** start of RECORDS SUPPLIED **
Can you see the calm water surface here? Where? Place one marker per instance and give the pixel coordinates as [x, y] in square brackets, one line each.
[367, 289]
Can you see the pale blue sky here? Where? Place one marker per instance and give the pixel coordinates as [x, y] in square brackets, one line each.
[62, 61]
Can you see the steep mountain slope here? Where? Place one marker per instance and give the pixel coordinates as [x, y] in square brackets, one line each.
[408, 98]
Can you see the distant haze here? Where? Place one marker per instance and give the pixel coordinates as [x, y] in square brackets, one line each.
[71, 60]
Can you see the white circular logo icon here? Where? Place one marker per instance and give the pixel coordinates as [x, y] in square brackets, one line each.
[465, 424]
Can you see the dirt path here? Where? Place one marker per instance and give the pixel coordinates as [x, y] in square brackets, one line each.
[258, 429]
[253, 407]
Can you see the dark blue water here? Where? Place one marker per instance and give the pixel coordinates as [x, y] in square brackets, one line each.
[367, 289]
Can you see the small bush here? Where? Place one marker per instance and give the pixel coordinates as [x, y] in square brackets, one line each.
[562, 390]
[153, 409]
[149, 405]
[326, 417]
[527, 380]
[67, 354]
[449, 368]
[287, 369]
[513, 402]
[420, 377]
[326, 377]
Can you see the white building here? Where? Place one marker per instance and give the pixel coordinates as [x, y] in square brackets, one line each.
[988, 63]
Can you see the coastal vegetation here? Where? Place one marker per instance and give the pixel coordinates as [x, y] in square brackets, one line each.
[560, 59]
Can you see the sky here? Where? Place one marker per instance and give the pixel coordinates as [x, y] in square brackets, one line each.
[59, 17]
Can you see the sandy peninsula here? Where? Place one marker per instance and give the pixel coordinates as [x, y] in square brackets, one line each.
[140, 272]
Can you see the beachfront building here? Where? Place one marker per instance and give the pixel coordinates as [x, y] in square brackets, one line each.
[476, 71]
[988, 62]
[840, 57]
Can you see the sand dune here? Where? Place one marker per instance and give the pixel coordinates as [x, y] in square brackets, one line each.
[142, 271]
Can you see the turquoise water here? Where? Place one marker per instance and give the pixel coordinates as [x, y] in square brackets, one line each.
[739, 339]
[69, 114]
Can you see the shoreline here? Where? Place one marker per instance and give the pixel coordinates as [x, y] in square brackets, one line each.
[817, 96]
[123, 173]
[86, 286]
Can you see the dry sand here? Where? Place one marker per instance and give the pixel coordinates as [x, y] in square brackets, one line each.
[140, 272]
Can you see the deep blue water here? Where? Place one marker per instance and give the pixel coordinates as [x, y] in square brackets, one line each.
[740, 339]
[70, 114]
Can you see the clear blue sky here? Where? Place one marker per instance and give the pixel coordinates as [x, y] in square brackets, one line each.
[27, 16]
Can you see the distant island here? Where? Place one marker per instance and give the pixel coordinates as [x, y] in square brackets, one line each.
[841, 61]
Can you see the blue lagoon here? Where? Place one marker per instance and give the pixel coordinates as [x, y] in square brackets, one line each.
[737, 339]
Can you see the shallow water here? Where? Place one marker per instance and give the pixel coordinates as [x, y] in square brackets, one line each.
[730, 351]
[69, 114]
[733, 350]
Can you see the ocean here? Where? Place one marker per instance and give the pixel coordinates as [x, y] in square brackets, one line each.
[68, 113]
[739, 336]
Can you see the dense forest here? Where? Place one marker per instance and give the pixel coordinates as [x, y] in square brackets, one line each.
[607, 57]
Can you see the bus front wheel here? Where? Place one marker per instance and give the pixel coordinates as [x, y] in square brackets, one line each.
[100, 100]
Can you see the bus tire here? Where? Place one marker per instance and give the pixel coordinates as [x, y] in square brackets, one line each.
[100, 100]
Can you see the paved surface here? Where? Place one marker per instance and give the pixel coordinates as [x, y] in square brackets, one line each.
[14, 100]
** end of RECORDS SUPPLIED **
### TASK DETAILS
Please rewrite every line of the listing above as a Markdown table with two columns, "No." for the row number and "Entry" for the line, leaving out any blank lines.

### RESPONSE
| No. | Entry |
|---|---|
| 1 | Can you see the calm water surface here? Where? Place one marker per instance and give the pixel coordinates as [x, y] in square brackets, one line each. |
| 2 | [367, 289] |
| 3 | Can you see the pale blue sky here? Where? Place one marker per instance and give the pixel coordinates as [x, y] in square brackets, one line each. |
| 4 | [62, 61] |
| 5 | Can you see the steep mountain slope here? Where? Place one marker per instance and give the pixel coordinates as [x, y] in square brackets, one line each. |
| 6 | [408, 98] |
| 7 | Can you see the distant haze here? Where? Place one marker per instance and give the pixel coordinates as [x, y] in square brackets, one line each. |
| 8 | [71, 60] |
| 9 | Can you see the white circular logo icon here? Where? Place one marker per instance and give the pixel coordinates as [x, y] in square brackets, one line each. |
| 10 | [465, 424] |
| 11 | Can you see the dirt path here? Where? Place one marker per instance and give the pixel coordinates as [x, y] in square brackets, one line each. |
| 12 | [258, 429] |
| 13 | [253, 407] |
| 14 | Can you see the dark blue water here? Where? Place one marker per instance and give the pixel coordinates as [x, y] in square brackets, one line each. |
| 15 | [367, 289] |
| 16 | Can you see the small bush here? Where? Place one marker per instance and give the pixel coordinates as [x, y] in square brackets, one line each. |
| 17 | [562, 390] |
| 18 | [153, 409] |
| 19 | [149, 405] |
| 20 | [326, 417] |
| 21 | [527, 380] |
| 22 | [67, 354] |
| 23 | [449, 368] |
| 24 | [287, 369] |
| 25 | [513, 402] |
| 26 | [420, 377] |
| 27 | [326, 377] |
| 28 | Can you see the white building here? Where? Place one marker per instance and give the pixel coordinates as [x, y] in square brackets, one line each. |
| 29 | [988, 63] |
| 30 | Can you see the coastal vegetation here? Where? Place one marker per instance and give the pixel coordinates as [x, y] in square brackets, one line each. |
| 31 | [560, 59] |
| 32 | Can you see the sky here? Where? Place one marker per instance and give the pixel coordinates as [x, y] in square brackets, one line each. |
| 33 | [59, 17] |
| 34 | Can you see the sandy peninsula here? Where? Place one marker per instance and give the pixel coordinates as [x, y] in square brackets, one line each. |
| 35 | [140, 272] |
| 36 | Can you see the beachfront building here? Where? Place one marker per instance and give the pixel coordinates as [x, y] in square brackets, one line each. |
| 37 | [476, 71] |
| 38 | [988, 62] |
| 39 | [840, 57] |
| 40 | Can you see the sand dune here? Where? Place one marker per instance and give the pixel coordinates as [x, y] in square brackets, one line each. |
| 41 | [142, 271] |
| 42 | Can you see the turquoise water here? Where? Place one marker per instance and give the pixel coordinates as [x, y] in square brackets, one line each. |
| 43 | [739, 339] |
| 44 | [69, 114] |
| 45 | Can you see the shoreline here? Where? Place one marker per instance and give the pixel coordinates as [x, y] in square brackets, one line each. |
| 46 | [817, 96] |
| 47 | [123, 173] |
| 48 | [86, 286] |
| 49 | Can you see the dry sand here? Where? Place one marker per instance and give the pixel coordinates as [x, y] in square brackets, one line each. |
| 50 | [140, 272] |
| 51 | Can you see the deep blue water here? Where? Place one marker per instance and give the pixel coordinates as [x, y] in square brackets, one line each. |
| 52 | [740, 339] |
| 53 | [70, 114] |
| 54 | Can you see the clear blue sky here? Where? Place one marker per instance and give the pixel coordinates as [x, y] in square brackets, one line each. |
| 55 | [27, 16] |
| 56 | Can you see the distant island here? Where? Place one marker per instance and give the pixel coordinates as [x, y] in square brackets, one line each. |
| 57 | [841, 61] |
| 58 | Can you see the blue lagoon here? Where? Place one marker per instance and give the pixel coordinates as [x, y] in square brackets, one line each. |
| 59 | [737, 339] |
| 60 | Can you see the shallow water here? Where? Place one marker per instance and give the pixel coordinates as [x, y] in square brackets, one line each. |
| 61 | [730, 351] |
| 62 | [69, 114] |
| 63 | [733, 350] |
| 64 | Can you see the ocean here? Where? Place one marker per instance and give the pixel coordinates as [x, y] in square brackets, one line each. |
| 65 | [68, 113] |
| 66 | [739, 336] |
| 67 | Can you see the dense forest here? Where? Place one marker per instance and give the pixel coordinates as [x, y] in square brackets, one line each. |
| 68 | [607, 57] |
| 69 | Can you see the bus front wheel here? Where? Place one marker per instance and give the pixel coordinates as [x, y] in square brackets, one line each. |
| 70 | [100, 100] |
| 71 | Can you see the bus tire here? Where? Place one marker per instance and give the pixel coordinates as [x, y] in square brackets, one line each. |
| 72 | [100, 100] |
| 73 | Can you see the paved surface here? Where? Place one marker per instance and give the pixel coordinates as [x, y] in square brackets, one line each. |
| 74 | [14, 100] |